Saved data entries:
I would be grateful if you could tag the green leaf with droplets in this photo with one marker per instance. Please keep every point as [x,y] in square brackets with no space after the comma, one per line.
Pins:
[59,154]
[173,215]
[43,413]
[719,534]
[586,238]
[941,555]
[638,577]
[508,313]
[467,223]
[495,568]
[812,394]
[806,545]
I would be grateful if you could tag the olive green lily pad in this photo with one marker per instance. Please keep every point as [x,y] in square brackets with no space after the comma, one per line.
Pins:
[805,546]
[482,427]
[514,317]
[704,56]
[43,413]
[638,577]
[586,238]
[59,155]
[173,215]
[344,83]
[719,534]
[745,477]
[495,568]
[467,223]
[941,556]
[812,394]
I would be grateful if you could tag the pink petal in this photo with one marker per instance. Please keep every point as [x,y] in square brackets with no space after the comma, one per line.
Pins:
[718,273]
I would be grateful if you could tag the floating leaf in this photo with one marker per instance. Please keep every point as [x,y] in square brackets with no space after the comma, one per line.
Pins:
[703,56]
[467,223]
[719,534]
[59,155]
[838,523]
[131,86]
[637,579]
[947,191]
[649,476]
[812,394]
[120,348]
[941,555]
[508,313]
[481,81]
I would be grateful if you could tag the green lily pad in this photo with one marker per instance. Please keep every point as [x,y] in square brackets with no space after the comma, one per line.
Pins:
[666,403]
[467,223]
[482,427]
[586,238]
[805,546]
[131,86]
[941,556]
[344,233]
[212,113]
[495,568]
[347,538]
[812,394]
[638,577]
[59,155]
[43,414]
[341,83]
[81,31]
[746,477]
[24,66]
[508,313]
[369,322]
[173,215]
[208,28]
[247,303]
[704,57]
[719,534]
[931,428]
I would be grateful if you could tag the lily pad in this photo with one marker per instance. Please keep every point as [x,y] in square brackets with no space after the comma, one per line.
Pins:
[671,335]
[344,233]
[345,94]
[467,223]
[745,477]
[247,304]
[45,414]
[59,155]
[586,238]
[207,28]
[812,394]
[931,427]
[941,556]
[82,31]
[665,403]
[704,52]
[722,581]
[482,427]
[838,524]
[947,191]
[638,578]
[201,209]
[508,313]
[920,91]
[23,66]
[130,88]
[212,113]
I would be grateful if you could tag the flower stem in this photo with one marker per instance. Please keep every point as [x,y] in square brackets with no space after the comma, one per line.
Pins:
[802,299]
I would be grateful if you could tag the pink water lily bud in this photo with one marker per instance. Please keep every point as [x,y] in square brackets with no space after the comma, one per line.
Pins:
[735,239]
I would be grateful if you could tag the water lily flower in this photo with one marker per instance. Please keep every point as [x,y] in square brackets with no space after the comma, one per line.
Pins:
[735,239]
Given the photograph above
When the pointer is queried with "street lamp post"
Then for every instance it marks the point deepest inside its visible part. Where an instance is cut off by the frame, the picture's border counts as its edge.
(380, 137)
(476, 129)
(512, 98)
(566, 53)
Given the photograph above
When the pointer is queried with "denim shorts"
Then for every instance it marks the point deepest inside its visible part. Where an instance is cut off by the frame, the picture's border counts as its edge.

What you are asked to do: Take the records above and return them exactly as written.

Answer space:
I would be grateful if you could tag the green leaf with droplets in this photo with one marker per instance. Please keep every point as [x,y] in square brackets with no space after the comma, one per line.
Pins:
[59,154]
[173,215]
[43,413]
[719,534]
[586,238]
[941,555]
[638,577]
[508,313]
[467,223]
[495,568]
[812,394]
[806,545]
I would be grateful if you could tag the olive green lily pad in this photo with one marker per instance. Please keep every point as [x,y] in square brackets with no space after the comma, one per line.
Pins:
[805,546]
[482,427]
[514,317]
[704,56]
[43,413]
[638,577]
[586,238]
[59,155]
[173,215]
[344,83]
[719,534]
[745,477]
[495,568]
[467,223]
[941,556]
[812,394]
I would be grateful if you could tag the pink petal in this photo with one marker per instance. Please keep every point as [x,y] in square brackets with no space after the comma, one per line.
Pins:
[718,273]
I would be grateful if you could tag the floating leaf in this photo with one marker per instance. Please keep every point as [x,y] in square brackets with no space after the comma, one per line.
Pins:
[703,56]
[467,223]
[719,534]
[59,155]
[838,523]
[131,86]
[637,579]
[947,191]
[649,476]
[812,394]
[120,348]
[941,555]
[508,313]
[481,81]
I would be grateful if you could tag the green lily pad in this photo with one marker per instance. Please keep every point as [x,y] in square brackets with no space after the comma, one per line.
Pins:
[666,403]
[467,223]
[482,427]
[586,238]
[805,546]
[131,86]
[941,556]
[344,233]
[212,113]
[495,568]
[347,538]
[812,394]
[638,577]
[59,155]
[43,414]
[341,83]
[81,31]
[746,477]
[24,66]
[508,313]
[369,322]
[173,215]
[208,28]
[247,303]
[704,57]
[719,534]
[931,428]
I would be grateful if you could tag the lily pad in this photo with one marker per instance. Please keep every point as [x,y] in square brackets with no space after the comma, one per line.
Pins:
[671,335]
[344,233]
[345,94]
[467,223]
[745,477]
[247,304]
[45,414]
[59,155]
[586,238]
[207,28]
[812,394]
[931,427]
[941,556]
[82,31]
[665,403]
[704,52]
[722,581]
[482,427]
[838,524]
[947,191]
[638,578]
[201,209]
[508,313]
[920,91]
[23,66]
[130,88]
[212,113]
I would be grateful if you could tag the flower stem in this photo with one marker per instance. Please keep every point as [x,y] in square brackets with no space after the comma, one per line.
Pins:
[802,299]
I would be grateful if you could tag the pink water lily bud in this photo with one marker per instance. Please keep every point as [x,y] in square brackets with no space after the comma, one per line.
Pins:
[735,239]
I would be grateful if you could tag the water lily flower in this photo with one marker per instance. Please keep every point as [x,y] in square brackets with no space after the comma, one per line.
Pins:
[735,239]
Given the photograph above
When the pointer is queried with "street lamp post"
Then for every instance it marks the point deepest inside its visible part. Where an instance is cut off by the frame, the picture's border counts as its edge.
(380, 137)
(476, 129)
(512, 98)
(566, 53)
Given the photograph above
When the pointer is queried with "denim shorts"
Then for every instance it marks the point deepest inside its visible part. Where an instance is cut off by the frame, the picture's border counts as its edge.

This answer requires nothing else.